## Exercise instructions
Extract the listing in its entirety, keeping each line identical to the original.

───── Extracted information

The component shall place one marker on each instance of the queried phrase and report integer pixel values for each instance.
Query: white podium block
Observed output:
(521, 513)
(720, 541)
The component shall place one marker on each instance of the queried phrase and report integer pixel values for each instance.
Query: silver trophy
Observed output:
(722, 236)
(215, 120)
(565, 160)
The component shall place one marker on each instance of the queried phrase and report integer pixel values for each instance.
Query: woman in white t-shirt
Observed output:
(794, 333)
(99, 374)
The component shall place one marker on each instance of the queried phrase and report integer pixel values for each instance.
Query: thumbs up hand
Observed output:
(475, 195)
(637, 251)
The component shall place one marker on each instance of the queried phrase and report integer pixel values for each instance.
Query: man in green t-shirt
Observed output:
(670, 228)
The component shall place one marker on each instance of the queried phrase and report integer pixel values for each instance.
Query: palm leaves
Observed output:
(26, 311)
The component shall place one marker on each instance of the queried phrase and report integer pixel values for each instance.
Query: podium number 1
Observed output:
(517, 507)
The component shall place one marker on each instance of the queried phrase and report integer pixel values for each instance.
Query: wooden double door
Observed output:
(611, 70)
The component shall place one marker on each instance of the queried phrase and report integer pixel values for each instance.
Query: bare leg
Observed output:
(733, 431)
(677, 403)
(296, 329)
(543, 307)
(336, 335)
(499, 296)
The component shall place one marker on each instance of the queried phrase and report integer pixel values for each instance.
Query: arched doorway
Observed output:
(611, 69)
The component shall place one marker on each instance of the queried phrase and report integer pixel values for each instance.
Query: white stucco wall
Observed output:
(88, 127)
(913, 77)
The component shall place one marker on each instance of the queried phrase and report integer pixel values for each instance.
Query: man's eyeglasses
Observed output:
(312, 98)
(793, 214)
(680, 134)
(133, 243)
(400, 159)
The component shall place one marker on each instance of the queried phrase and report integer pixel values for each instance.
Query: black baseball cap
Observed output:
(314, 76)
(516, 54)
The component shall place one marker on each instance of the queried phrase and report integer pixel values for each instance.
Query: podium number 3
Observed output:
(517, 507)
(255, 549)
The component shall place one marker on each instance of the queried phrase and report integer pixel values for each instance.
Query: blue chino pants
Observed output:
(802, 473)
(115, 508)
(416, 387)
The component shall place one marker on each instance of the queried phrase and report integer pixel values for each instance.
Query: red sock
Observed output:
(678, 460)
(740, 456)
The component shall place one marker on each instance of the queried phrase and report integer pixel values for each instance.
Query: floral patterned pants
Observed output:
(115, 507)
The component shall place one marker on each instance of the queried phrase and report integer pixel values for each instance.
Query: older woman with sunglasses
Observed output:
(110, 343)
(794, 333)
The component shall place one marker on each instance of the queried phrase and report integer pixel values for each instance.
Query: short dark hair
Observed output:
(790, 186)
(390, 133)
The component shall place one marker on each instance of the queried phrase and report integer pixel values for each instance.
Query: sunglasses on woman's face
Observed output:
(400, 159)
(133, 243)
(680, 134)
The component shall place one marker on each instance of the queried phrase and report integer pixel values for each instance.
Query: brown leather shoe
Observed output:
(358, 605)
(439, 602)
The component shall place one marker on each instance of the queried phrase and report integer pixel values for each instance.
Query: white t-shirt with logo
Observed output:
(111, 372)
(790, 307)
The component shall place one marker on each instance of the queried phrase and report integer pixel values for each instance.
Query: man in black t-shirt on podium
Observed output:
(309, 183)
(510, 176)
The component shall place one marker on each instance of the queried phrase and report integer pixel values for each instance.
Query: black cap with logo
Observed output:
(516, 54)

──────────

## Complete response
The component shall place one marker on each instance of the queried phrase and report integer pixel values for each instance.
Query: white podium block
Observed output:
(521, 513)
(720, 541)
The component shall place one marker on each instance of the queried phrase and report integer pixel values for each instance.
Query: silver trophy
Observed output:
(722, 236)
(215, 120)
(565, 160)
The component shall place one marker on each instance of the queried phrase and report integer pixel values for each instance.
Query: woman in white t-shirt
Observed output:
(794, 333)
(99, 374)
The component shall place one marker on each instance of the queried phrase and report integer pixel values for each instance.
Query: thumbs up hand
Observed output:
(475, 195)
(637, 251)
The component shall place one marker on each instance of the queried phrase and report integer pixel values for each instance.
Query: man in green t-shirt
Observed output:
(670, 228)
The component shall place one marker on each instance of the queried phrase and report integer pixel values for each instance.
Query: palm leaves
Observed output:
(26, 311)
The component shall place one marker on each instance of the queried phrase and report integer pixel values for each instance.
Query: podium number 1
Observed output:
(517, 507)
The component shall place one marker on each instance of the queried phrase and report integer pixel values for each instance.
Query: wooden double door
Observed output:
(611, 70)
The component shall place one marker on each instance of the queried phrase and report integer pixel values for each instance.
Query: bare leg
Observed output:
(733, 431)
(677, 403)
(296, 329)
(543, 307)
(336, 335)
(499, 296)
The component shall place one marker on each instance of the queried phrase and report integer pixel values for each instance.
Query: arched doorway
Observed output:
(611, 69)
The component shall place one marker on each instance of the queried phrase and report integer pixel values for each instance.
Query: white stucco wall
Observed output:
(88, 127)
(913, 77)
The component shall place one marker on each instance of the queried phrase and report integer pixel values for each instance.
Query: man's eyeglasses
Observed output:
(312, 98)
(793, 214)
(680, 134)
(133, 243)
(400, 159)
The component shall place one marker on each instance of the queried phrase and report integer pixel values for each instance.
Query: black baseball cap
Observed output:
(314, 76)
(516, 54)
The component shall place one marker on each instance of the queried phrase and report integer pixel values for each instance.
Query: podium number 3
Observed output:
(517, 507)
(255, 549)
The component shall place one marker on each instance of the queried phrase and report integer pixel values for each instance.
Query: blue chino pants
Observed output:
(802, 473)
(115, 508)
(416, 387)
The component shall place one marker on each instance of the queried phrase and report integer pixel values for each instance.
Query: red sock
Observed output:
(678, 460)
(740, 456)
The component shall place one marker on each instance of the queried phrase and report integer pixel values for each instance.
Query: floral patterned pants
Observed output:
(115, 507)
The component shall place one marker on each instance of the queried phrase and report integer pixel values for each instance.
Query: older woman with sunglasses
Observed output:
(110, 343)
(794, 333)
The component shall place one marker on each instance of the queried phrase and report integer pixel values for each instance.
Query: short dark hair
Observed output:
(790, 186)
(390, 133)
The component shall place one marker on each instance of the queried phrase and report integer pixel values for each instance.
Query: sunglasses on woman's face
Observed output:
(400, 159)
(133, 243)
(680, 134)
The component shall place one marker on each instance of the queried phrase and report integer pixel values for each instance.
Query: brown leather shoe
Observed output:
(358, 605)
(439, 602)
The component shall place one marker on each instance of the queried phrase and report integer pixel values for each instance.
Query: white t-shirt with logo
Observed output:
(111, 372)
(790, 307)
The component shall place one marker on each instance of the queried phrase and report integer pixel values for each instance.
Query: man in black t-shirt on podium
Observed output:
(309, 183)
(510, 176)
The component shall place one marker on each instance of the queried phrase and report integer pixel values for each instance.
Query: black cap with logo
Observed output:
(516, 54)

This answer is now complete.